# [Given instruction]
The required output is the line containing "Could you indicate the wooden balcony" through the final line of the material below, printed exactly, with no other lines.

# [Data shown]
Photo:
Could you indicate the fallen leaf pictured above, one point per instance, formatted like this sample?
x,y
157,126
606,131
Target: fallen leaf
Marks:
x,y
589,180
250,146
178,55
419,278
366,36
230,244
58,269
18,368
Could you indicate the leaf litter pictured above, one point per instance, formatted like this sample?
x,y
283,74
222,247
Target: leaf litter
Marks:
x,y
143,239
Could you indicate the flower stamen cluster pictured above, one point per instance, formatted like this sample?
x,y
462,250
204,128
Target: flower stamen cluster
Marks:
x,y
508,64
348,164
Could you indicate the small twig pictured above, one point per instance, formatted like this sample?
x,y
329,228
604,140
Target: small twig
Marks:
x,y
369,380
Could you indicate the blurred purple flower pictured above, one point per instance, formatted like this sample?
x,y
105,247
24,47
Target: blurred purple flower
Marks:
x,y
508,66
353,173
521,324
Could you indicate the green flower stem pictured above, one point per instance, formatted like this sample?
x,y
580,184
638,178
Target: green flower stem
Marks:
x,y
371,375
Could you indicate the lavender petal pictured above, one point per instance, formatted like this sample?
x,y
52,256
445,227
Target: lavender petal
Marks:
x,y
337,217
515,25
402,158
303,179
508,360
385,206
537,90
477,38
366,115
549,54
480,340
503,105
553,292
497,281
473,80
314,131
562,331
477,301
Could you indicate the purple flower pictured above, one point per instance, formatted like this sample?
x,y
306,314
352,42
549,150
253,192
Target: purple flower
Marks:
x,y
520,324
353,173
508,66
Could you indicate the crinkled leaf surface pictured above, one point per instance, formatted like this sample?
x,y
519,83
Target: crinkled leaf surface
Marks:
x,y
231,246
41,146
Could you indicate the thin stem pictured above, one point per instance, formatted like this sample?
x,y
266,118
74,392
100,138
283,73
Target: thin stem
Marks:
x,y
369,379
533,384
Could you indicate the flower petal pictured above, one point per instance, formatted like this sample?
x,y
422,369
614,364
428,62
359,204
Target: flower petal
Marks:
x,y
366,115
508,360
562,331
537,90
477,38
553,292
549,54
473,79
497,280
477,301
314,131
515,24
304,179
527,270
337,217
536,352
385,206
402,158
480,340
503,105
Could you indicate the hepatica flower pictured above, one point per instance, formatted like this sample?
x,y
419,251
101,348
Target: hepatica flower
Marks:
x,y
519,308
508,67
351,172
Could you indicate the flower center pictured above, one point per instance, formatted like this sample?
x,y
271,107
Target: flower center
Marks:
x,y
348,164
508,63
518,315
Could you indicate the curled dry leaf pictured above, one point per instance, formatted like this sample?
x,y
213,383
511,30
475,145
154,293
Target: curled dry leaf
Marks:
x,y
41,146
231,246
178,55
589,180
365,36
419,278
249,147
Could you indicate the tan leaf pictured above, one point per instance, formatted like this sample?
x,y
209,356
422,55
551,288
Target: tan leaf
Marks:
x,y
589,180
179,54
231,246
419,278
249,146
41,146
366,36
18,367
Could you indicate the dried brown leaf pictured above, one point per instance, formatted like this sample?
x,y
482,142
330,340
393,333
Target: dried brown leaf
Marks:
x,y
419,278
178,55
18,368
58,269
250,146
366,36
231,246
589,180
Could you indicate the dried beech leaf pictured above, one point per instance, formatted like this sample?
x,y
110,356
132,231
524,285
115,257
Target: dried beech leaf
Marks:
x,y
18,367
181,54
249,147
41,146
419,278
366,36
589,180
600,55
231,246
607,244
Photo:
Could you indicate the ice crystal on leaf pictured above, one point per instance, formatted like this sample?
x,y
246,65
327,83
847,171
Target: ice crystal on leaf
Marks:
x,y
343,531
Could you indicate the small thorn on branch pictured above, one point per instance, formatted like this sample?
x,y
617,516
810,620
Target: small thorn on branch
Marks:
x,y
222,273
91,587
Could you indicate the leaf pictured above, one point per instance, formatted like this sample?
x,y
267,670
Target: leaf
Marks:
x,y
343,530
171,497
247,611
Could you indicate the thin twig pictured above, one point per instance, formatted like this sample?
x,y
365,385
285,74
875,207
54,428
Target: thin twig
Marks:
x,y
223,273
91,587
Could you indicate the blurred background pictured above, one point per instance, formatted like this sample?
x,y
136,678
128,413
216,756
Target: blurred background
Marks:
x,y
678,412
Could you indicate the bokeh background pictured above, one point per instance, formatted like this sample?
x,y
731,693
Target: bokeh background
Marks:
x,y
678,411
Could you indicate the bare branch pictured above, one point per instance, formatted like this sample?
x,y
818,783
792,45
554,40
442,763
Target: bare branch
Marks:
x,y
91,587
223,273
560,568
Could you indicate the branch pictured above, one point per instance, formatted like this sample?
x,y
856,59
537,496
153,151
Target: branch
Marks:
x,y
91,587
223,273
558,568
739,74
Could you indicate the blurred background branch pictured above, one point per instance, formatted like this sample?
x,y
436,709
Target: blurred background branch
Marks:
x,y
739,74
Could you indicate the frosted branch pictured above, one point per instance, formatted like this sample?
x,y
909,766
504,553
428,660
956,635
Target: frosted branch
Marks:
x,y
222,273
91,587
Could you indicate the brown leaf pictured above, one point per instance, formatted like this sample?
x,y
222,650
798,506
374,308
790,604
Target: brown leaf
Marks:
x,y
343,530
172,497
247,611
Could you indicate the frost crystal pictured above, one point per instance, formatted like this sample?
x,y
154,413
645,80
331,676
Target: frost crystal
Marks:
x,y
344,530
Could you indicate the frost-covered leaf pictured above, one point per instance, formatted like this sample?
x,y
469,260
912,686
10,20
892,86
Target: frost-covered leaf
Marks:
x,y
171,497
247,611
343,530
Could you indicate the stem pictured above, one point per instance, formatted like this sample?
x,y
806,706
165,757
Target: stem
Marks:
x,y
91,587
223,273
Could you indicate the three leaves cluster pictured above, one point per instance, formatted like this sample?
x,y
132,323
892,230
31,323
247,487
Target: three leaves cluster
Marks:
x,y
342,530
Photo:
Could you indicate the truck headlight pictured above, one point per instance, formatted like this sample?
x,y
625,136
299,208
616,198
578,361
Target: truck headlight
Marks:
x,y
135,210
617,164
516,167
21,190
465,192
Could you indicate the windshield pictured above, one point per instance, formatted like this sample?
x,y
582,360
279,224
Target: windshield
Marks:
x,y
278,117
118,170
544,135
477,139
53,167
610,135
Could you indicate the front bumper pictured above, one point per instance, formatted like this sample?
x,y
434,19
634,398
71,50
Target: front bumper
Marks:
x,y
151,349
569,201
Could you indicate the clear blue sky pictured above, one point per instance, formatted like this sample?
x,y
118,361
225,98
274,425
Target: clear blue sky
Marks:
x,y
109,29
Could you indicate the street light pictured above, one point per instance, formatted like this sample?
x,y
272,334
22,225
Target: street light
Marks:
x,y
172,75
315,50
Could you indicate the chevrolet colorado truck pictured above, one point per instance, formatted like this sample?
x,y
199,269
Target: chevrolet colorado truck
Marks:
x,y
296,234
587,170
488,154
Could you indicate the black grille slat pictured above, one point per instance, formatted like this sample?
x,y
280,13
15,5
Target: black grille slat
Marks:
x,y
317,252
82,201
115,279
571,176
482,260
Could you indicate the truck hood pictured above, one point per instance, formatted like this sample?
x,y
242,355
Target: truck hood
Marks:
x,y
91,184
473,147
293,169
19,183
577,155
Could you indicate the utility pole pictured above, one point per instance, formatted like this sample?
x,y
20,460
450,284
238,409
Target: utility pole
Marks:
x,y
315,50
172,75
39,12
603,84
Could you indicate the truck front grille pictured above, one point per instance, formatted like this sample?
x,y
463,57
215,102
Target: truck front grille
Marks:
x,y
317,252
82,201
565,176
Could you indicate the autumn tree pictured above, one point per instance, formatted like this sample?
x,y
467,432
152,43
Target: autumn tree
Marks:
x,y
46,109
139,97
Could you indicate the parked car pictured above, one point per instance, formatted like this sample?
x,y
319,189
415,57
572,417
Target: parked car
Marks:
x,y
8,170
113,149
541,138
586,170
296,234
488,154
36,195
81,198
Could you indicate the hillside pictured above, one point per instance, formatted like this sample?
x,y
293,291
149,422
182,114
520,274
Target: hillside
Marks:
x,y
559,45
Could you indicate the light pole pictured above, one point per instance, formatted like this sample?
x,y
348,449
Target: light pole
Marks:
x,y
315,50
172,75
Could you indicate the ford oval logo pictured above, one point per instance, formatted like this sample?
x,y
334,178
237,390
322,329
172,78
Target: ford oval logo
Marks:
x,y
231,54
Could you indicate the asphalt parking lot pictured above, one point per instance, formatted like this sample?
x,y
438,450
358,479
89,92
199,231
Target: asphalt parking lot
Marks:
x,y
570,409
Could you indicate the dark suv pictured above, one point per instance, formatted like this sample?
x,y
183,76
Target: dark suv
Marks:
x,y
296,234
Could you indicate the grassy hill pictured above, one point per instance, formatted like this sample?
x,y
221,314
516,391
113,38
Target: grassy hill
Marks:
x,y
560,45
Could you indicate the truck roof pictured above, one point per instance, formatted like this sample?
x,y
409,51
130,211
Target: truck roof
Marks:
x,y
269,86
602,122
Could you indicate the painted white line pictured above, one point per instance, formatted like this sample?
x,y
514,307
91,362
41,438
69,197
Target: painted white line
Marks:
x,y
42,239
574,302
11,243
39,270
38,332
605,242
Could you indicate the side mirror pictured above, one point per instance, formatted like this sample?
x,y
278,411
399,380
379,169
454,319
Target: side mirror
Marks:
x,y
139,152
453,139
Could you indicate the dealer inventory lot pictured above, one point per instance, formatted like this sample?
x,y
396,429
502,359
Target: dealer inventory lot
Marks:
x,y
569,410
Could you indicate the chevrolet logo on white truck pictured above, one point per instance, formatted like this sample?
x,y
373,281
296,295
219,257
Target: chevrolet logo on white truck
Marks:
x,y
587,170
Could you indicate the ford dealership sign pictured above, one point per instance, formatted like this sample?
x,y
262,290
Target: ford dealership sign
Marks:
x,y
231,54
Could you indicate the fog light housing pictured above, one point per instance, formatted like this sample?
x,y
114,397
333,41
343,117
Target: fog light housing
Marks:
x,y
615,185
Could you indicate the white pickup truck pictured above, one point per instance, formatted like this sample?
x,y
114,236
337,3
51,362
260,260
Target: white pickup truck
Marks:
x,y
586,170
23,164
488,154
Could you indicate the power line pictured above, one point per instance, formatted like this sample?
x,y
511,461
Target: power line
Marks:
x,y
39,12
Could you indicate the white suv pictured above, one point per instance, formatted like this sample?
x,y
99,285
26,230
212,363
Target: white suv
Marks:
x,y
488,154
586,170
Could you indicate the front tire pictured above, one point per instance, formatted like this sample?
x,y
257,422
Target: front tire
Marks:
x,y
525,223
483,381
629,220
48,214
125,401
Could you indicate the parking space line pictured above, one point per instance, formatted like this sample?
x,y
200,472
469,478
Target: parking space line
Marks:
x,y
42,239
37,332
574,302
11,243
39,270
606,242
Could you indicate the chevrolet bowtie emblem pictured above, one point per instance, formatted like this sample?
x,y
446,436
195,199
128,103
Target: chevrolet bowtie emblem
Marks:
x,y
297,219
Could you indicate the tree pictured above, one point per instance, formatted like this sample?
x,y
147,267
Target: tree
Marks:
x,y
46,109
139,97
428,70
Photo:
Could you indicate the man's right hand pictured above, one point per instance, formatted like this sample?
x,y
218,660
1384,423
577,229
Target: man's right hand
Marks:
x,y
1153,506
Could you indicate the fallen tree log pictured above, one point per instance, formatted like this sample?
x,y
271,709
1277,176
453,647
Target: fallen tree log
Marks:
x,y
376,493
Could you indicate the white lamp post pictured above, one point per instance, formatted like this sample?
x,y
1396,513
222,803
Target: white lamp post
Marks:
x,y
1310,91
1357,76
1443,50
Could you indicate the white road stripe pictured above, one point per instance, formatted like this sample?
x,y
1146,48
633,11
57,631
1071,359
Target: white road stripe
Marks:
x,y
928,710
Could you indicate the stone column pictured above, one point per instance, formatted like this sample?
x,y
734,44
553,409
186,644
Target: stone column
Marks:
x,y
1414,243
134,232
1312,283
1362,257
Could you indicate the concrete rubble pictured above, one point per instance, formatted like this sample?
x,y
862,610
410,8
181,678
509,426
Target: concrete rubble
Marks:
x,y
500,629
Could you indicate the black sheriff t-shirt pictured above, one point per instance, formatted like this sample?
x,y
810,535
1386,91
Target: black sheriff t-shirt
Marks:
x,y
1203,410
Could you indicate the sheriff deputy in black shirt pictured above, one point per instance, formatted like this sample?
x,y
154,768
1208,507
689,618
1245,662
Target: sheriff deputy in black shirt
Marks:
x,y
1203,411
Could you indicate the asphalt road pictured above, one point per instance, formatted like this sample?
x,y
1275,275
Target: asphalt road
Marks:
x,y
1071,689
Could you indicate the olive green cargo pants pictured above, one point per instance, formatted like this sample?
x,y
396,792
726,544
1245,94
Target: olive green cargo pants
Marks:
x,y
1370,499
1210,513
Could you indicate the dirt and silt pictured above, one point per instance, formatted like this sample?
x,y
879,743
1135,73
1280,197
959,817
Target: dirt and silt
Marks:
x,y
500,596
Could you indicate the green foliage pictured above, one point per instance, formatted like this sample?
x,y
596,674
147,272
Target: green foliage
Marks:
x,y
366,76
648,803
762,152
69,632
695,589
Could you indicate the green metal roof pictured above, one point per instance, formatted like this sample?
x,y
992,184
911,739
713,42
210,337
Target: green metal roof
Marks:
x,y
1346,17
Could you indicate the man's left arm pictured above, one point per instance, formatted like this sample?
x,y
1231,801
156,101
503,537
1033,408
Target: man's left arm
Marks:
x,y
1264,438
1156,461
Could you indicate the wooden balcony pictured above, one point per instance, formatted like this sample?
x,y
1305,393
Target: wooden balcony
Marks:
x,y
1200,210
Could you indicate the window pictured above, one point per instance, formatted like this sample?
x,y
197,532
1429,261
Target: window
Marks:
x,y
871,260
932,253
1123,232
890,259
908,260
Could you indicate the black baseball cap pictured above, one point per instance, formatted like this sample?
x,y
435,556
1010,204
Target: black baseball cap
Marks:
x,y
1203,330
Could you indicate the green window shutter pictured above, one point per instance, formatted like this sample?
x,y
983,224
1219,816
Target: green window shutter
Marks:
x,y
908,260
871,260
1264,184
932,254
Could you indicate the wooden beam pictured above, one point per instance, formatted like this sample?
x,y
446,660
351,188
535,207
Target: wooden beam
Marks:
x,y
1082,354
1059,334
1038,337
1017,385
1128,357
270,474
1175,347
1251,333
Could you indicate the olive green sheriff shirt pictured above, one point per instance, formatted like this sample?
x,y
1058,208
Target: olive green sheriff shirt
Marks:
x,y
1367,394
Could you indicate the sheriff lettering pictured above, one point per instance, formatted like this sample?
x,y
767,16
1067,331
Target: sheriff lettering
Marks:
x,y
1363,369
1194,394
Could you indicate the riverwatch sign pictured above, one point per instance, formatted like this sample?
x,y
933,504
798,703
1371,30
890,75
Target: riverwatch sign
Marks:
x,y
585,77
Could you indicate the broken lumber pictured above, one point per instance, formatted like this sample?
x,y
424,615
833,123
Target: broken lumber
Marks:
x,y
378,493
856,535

# [Exercise solution]
Could you indicate the wooden balcony pictured above, one point per instance, formatted like this sample?
x,y
1305,393
Target: wooden balcony
Marks:
x,y
1200,210
Could you indicate the window pictured above, one point per instance, formatted like this sample?
x,y
197,532
1429,261
Target: window
Marks:
x,y
871,260
932,253
1123,232
890,259
908,260
Could you indicate the black baseball cap pictured above, one point per instance, formatted like this sample?
x,y
435,556
1010,204
Target: black baseball cap
Marks:
x,y
1203,330
Could you indicate the green window shutter pictured above, one point per instance, formatted like this sample?
x,y
983,224
1219,816
Target: green window shutter
Marks:
x,y
908,260
871,260
1264,184
932,254
Could you indicate the wooden beam pictured above, one point per instance, formatted like this sample?
x,y
446,660
351,188
535,207
Target: wooden beam
Marks:
x,y
1082,354
1059,334
1038,337
1017,385
1128,357
270,474
1175,347
1251,333
Could you indicate the olive green sheriff shirt pictured above, one point per instance, formatted like this sample?
x,y
1058,208
Target: olive green sheriff shirt
Marks:
x,y
1367,394
Could you indicate the sheriff lettering pictured above, one point per instance, formatted like this sample?
x,y
767,16
1067,331
Target: sheriff lettering
Marks:
x,y
1363,369
1194,394
Could you indicate the riverwatch sign pictured above, one point per instance, formatted like this sample?
x,y
933,504
798,703
1371,30
890,75
Target: riverwatch sign
Marks:
x,y
585,77
Could you indicate the broken lumber pictured above, one point per instance, formatted like this sample?
x,y
424,615
833,123
Target: broken lumber
Marks:
x,y
378,493
856,535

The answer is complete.